Overall it has been pretty solid. There is still a ton of room for growth in terms of documentation and stuff like that, but it is miles ahead of basically every other blockchain platform I have worked with. By far the biggest pain has been handling gas costs when considering the user experience. When trying to build actual products that people will want to use we feel that making it user friendly is something that many blockchain projects have not focused on nearly enough.
Yeah certainly. We focus on fintech as that is where the rest of our companies APIs focus and that is where we have the most connections, but much of what we are building is much further reaching than that. Just as far as authentication goes, it really can apply to any major field and we intend to market it as such.
We currently have Python and JS SDKs and have had a few java ones submitted through our community dev program. We have been revamping that program, but I anticipate we will be putting up more bounties for most major languages. I have considered making a few more myself, but we feel that they could be better suited as community projects.
I completely agree. Raindrop and blockchain authentication when handling anything around payments is a great application. I think the biggest thing is actually convincing regulatory bodies that the protocols we have build are secure (since many can still be scared of blockchain). I definitely see this as a direct use case though

Q.1 (khonsu): What kind of banking relations do you have as a company, do they (banks) understand what you are trying to do ? Any VCs approached you for funding ? explain your business model.
A.1 (Shane): Hydrogen has existed since 2009 in the form of Hedgeable. Hedgeable is a consumer-facing online investing app, and the tech behind it eventually spawned the Hydrogen tech platform. The story of how the transition happened goes essentially like this: (1) Hedgeable was disrupting banks & investing firms, (2) banks & investing firms started contacting us and seeing if we would help them digitize & automate their own businesses, (3) we started packaging up our tech and selling it to the banks. There was so much demand for this from financial institutions that we spun out a new company (Hydrogen).
So to get back to your original question: we have some long-standing relationships in the banking & finance world, and to this day we have inbound leads from that space coming in every week. The key thing to keep in mind is that these institutions move extremely slowly, but they do understand the core value prop of our platform. Many of these firms are still in the midst of basic digitization efforts (i.e. moving from really slow offline processes to simple digital infrastructure), and that is the primary thing we are helping them with in early stages. But they are also keen on blockchain tech and they will naturally turn to us for that once they reach that point. We do have a few relationships with big financial companies in which Hydro/blockchain are already part of the discussion.
We have revenue and don't need to rely on VCs. It is our general philosophy that building a business sustainably with actual clients and revenue is a good approach, but we would consider working with the right VC if that came to be and we wanted to scale more quickly. Right now, that is not an immediate concern for us.
Our business model is in charging developers and enterprises to access the Hydrogen technology platform, which currently consists of products like Atom, Ion, and Hydro. Developers pay a per-user fee to hit our core APIs, while large enterprises negotiate custom (usually multi-year) contracts with us that typically include recurring revenue. Hydro, specifically, is being offered for free right now, as we attempt to gain adoption. But it is important to note that Hydro is just one piece of our ecosystem.

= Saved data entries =
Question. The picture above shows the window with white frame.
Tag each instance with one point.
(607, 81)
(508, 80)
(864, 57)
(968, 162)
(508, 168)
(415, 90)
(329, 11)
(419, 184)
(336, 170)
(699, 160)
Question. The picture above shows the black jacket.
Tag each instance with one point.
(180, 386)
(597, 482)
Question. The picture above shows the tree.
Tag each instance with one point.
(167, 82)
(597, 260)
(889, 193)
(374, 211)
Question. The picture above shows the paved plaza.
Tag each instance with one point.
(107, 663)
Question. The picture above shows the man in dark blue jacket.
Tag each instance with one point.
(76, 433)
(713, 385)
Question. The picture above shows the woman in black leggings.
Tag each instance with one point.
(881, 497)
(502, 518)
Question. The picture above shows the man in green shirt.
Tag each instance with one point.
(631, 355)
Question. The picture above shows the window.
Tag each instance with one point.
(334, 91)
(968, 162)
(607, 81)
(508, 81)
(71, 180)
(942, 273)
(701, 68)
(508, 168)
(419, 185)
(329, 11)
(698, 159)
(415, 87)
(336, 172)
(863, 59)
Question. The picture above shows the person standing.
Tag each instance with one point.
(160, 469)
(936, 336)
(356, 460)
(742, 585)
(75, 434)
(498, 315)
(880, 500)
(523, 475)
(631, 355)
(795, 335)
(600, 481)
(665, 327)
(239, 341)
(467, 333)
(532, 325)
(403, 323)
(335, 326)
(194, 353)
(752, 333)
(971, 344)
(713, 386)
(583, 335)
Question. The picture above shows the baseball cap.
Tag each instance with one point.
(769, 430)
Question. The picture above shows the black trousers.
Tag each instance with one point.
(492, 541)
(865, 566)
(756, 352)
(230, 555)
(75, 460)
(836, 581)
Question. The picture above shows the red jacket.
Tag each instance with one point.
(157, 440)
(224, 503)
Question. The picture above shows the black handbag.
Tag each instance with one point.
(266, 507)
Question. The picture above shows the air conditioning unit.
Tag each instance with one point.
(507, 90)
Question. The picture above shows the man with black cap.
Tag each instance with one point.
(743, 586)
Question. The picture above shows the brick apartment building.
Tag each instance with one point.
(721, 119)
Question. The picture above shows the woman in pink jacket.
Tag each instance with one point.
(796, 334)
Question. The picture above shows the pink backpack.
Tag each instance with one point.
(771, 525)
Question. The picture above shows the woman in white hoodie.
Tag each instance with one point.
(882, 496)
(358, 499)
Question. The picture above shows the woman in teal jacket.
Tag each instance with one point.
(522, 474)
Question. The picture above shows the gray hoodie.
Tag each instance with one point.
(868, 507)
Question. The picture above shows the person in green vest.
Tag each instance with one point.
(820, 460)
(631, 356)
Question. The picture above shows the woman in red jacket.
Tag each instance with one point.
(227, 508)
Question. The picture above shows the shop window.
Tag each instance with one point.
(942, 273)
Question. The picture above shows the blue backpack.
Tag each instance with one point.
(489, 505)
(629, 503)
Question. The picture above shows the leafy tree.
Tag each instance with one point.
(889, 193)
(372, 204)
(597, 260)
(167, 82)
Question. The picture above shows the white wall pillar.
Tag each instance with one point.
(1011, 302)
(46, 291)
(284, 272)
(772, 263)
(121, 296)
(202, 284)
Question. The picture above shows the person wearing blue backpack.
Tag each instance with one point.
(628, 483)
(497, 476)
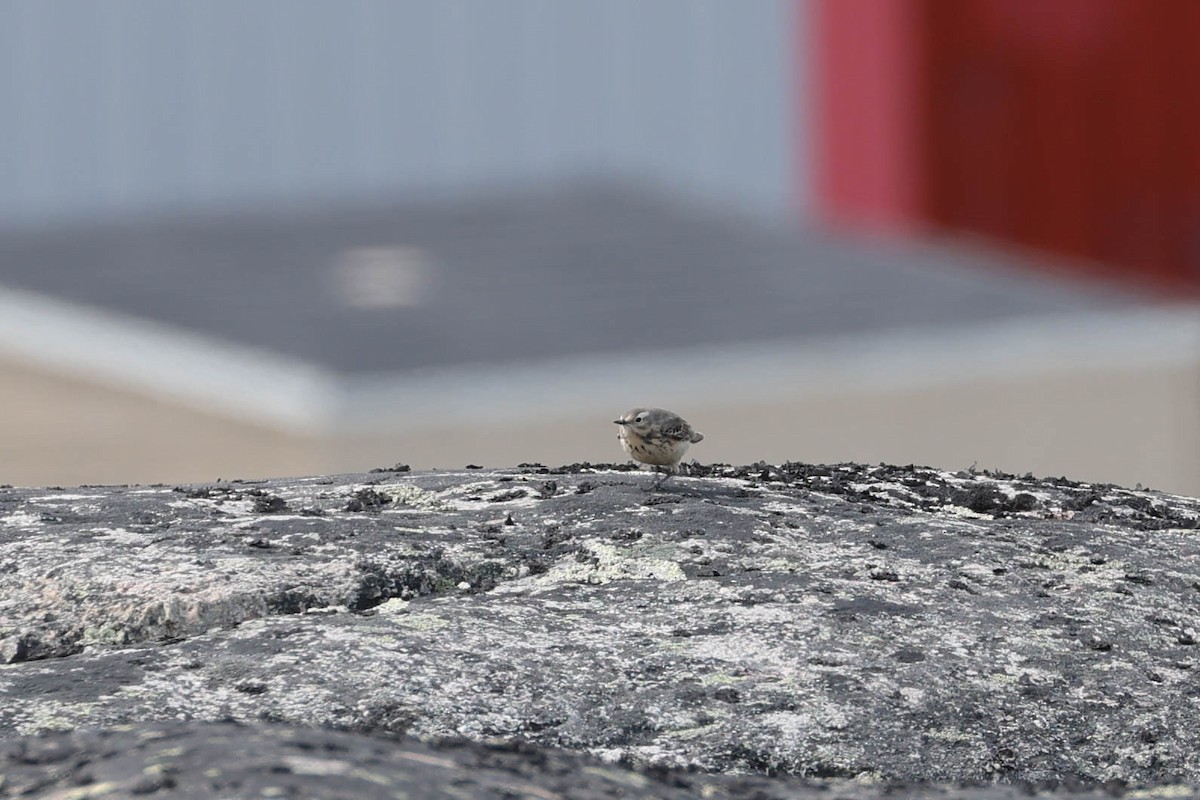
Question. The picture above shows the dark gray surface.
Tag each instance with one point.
(261, 761)
(568, 270)
(893, 624)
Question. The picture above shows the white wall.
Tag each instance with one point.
(127, 106)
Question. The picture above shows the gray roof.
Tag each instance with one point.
(582, 268)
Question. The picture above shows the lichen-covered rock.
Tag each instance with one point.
(877, 624)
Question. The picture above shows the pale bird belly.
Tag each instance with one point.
(652, 452)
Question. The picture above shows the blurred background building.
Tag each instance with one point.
(292, 236)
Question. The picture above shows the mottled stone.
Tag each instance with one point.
(867, 624)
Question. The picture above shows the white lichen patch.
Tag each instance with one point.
(420, 621)
(22, 519)
(607, 563)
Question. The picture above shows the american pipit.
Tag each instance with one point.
(657, 437)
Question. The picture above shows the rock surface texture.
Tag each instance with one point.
(779, 631)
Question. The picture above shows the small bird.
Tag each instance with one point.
(657, 437)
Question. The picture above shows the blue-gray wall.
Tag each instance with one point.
(126, 106)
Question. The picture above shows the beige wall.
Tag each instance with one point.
(63, 431)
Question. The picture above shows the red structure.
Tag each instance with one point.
(1071, 126)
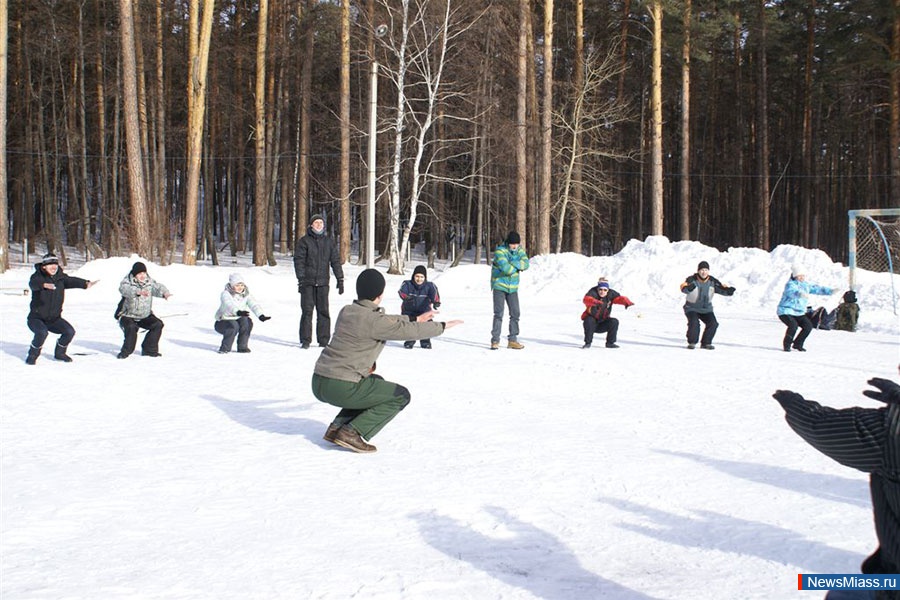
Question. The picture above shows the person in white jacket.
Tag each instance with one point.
(233, 317)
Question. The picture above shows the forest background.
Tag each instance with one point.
(178, 129)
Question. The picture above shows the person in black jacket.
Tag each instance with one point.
(313, 254)
(48, 292)
(867, 439)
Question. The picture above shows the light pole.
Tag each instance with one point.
(380, 31)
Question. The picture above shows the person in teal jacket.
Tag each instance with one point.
(792, 308)
(509, 259)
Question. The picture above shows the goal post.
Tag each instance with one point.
(874, 243)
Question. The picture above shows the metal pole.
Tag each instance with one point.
(373, 130)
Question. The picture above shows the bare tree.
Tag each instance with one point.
(198, 52)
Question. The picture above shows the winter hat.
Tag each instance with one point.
(138, 267)
(369, 284)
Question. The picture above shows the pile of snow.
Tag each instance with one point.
(649, 471)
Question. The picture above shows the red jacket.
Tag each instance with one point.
(598, 307)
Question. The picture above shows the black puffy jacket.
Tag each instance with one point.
(313, 254)
(47, 304)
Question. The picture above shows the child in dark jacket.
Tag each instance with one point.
(598, 303)
(419, 296)
(48, 292)
(847, 312)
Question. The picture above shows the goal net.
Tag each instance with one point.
(875, 243)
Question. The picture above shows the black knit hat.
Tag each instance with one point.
(138, 267)
(369, 284)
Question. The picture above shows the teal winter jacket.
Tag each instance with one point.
(506, 266)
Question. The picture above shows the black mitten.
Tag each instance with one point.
(888, 391)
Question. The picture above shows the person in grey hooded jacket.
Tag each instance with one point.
(233, 317)
(138, 291)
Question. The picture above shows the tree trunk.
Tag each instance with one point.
(140, 222)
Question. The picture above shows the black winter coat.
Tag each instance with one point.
(867, 439)
(313, 254)
(47, 304)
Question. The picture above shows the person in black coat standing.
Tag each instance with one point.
(867, 439)
(314, 253)
(48, 292)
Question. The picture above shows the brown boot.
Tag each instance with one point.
(331, 433)
(350, 439)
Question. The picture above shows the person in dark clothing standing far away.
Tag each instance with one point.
(344, 374)
(233, 317)
(598, 303)
(509, 259)
(699, 290)
(138, 290)
(48, 286)
(792, 308)
(867, 439)
(419, 296)
(313, 254)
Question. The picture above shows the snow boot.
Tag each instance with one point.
(59, 353)
(33, 353)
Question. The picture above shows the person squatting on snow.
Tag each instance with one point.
(598, 303)
(792, 308)
(418, 296)
(48, 286)
(867, 439)
(233, 317)
(509, 259)
(847, 312)
(344, 374)
(138, 291)
(313, 254)
(699, 290)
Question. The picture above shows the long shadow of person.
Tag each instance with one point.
(715, 531)
(523, 556)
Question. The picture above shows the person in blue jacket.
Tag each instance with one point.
(419, 296)
(792, 308)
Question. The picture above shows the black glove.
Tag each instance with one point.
(787, 396)
(888, 391)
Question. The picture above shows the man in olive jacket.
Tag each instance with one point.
(343, 374)
(867, 439)
(313, 254)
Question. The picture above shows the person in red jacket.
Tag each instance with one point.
(597, 305)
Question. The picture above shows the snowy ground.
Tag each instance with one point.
(649, 471)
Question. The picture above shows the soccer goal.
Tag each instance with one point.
(875, 243)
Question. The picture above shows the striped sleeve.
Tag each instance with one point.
(854, 437)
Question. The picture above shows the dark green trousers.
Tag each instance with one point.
(367, 406)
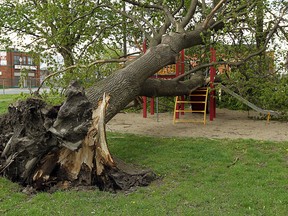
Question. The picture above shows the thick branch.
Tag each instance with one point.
(160, 87)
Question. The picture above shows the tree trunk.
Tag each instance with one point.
(52, 147)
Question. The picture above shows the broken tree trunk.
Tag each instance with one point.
(52, 147)
(49, 147)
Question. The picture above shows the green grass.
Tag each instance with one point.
(198, 177)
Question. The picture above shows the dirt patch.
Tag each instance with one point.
(227, 124)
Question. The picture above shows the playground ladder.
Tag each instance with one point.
(197, 102)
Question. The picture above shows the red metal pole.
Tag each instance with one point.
(144, 97)
(212, 77)
(182, 61)
(152, 103)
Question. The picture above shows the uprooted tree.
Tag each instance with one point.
(60, 146)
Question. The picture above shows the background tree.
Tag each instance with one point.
(69, 146)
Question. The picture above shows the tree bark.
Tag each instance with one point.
(65, 146)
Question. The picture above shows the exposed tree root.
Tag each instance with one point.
(61, 147)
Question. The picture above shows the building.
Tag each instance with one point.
(18, 69)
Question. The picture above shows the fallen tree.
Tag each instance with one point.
(64, 146)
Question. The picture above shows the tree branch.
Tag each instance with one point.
(160, 87)
(212, 13)
(102, 61)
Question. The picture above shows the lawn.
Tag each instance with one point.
(196, 177)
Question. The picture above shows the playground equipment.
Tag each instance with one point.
(168, 72)
(202, 98)
(197, 103)
(269, 113)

= Required actions =
1. In the Hydrogen Q&A, which SDKs does the company currently have?
2. Quote the Hydrogen Q&A from "A.1 (Shane): Hydrogen" to "new company (Hydrogen).".

= The replies =
1. Python and JS SDKs.

2.
A.1 (Shane): Hydrogen has existed since 2009 in the form of Hedgeable. Hedgeable is a consumer-facing online investing app, and the tech behind it eventually spawned the Hydrogen tech platform. The story of how the transition happened goes essentially like this: (1) Hedgeable was disrupting banks & investing firms, (2) banks & investing firms started contacting us and seeing if we would help them digitize & automate their own businesses, (3) we started packaging up our tech and selling it to the banks. There was so much demand for this from financial institutions that we spun out a new company (Hydrogen).